====== Selected extract

Ecuador Election


Wikimedia Commons

The top three contenders faced off in the first round of voting on February 7.

On a busy street in Quito, Ecuador, masked citizens line up in front of a polling site, standing 6 feet apart. Like many nations across the world, Ecuador has been hit hard by the pandemic, and relief is urgently needed. However, COVID cannot detract them from the important undertaking of political change they have before them. It will determine the country’s future for the next four years, and the well-being of the Ecuadorian people hinges on the civic duty placed before them. 

Ecuador is a Latin American country nestled on the Pacific Coast of South America. (Wikimedia Commons)

============

• Work task A
Decide whether each statement below agrees with the Ecuador election piece. Answer yes or no for each and quote the words from the piece that decide it.
(i) The first round of voting took place on February 7.
(ii) Voters waiting at the polling site in Quito stood 6 feet apart.
(iii) The election will determine Ecuador's future for the next six years.
• Work task B
Summarize the Ecuador election piece in two sentences.
• Work task C
Extend the Ecuador election piece, picking up after its final sentence.

====== Dataset entries

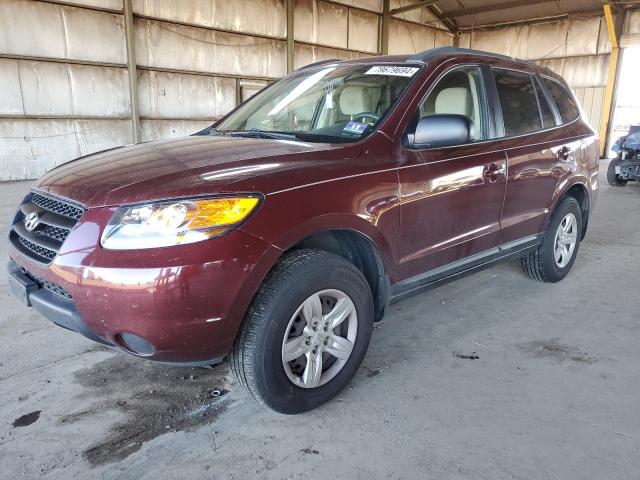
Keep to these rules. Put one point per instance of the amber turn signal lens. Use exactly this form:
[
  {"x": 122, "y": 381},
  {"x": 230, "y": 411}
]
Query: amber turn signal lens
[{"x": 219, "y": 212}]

============
====== Dataset entries

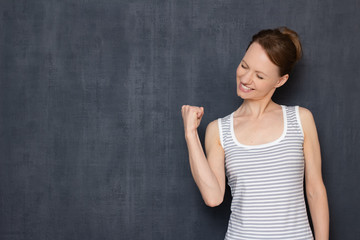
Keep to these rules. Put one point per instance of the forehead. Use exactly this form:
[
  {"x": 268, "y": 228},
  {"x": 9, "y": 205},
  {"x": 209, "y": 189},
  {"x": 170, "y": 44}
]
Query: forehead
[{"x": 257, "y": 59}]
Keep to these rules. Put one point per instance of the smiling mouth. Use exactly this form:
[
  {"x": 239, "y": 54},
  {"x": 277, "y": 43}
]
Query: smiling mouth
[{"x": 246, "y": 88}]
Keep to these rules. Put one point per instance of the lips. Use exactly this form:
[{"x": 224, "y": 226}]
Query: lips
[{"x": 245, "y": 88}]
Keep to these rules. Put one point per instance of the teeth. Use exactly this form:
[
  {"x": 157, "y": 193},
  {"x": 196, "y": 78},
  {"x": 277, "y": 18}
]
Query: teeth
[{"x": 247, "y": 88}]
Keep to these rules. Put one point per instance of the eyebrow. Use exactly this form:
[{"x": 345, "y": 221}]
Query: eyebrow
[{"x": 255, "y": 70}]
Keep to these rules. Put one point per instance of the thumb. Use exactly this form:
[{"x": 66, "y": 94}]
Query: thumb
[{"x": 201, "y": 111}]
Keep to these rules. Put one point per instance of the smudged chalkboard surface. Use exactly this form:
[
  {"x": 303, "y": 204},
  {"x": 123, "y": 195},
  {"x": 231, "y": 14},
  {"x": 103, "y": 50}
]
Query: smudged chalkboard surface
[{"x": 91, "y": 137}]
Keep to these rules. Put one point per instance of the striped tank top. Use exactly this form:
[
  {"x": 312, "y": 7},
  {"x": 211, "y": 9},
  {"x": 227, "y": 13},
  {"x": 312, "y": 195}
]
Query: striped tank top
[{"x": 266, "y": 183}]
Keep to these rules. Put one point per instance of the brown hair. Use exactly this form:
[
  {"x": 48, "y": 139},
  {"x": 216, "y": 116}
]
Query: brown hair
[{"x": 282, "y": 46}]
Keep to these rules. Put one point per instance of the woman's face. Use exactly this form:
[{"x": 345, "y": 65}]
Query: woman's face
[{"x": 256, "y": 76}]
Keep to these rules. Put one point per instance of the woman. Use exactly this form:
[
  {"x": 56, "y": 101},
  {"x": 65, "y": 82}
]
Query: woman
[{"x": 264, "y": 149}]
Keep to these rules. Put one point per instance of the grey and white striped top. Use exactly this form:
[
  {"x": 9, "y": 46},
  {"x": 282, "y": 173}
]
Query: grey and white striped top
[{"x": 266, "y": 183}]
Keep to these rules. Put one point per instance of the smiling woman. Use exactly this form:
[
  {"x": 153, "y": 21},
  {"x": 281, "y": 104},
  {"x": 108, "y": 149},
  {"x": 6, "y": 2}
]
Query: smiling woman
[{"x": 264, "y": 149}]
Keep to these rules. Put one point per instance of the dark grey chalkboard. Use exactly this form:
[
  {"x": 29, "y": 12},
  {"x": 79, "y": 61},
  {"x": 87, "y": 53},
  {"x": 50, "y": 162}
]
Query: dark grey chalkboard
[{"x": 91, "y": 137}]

============

• Task response A
(i) Yes: "faced off in the first round of voting on February 7."
(ii) Yes: "standing 6 feet apart."
(iii) No: "It will determine the country’s future for the next four years"

• Task response B
The top three contenders faced off in the first round of Ecuador's election on February 7, as masked citizens lined up 6 feet apart at a polling site in Quito. Although the pandemic has hit Ecuador hard, it cannot keep citizens from a vote that will determine the country's future for the next four years.

• Task response C
On February 7, Ecuador held presidential elections. In a democratic move for a country marred by political tension, incumbent president Lenín Moreno announced he would voluntarily step down once his first term expired, opening the field for several opposition and minor parties to obtain the presidency. 16 candidates have officially registered, with three contenders emerging as front runners; Andrés Arauz of the Union for Hope, Guillermo Lasso of the Creating Opportunities party, Yaku Pérez of the Pachakutik Party. While the three candidates have radically different views and have frequently conflicted with each other throughout the course of the election, they agree on the common theme that change is desperately needed in the country’s highest office.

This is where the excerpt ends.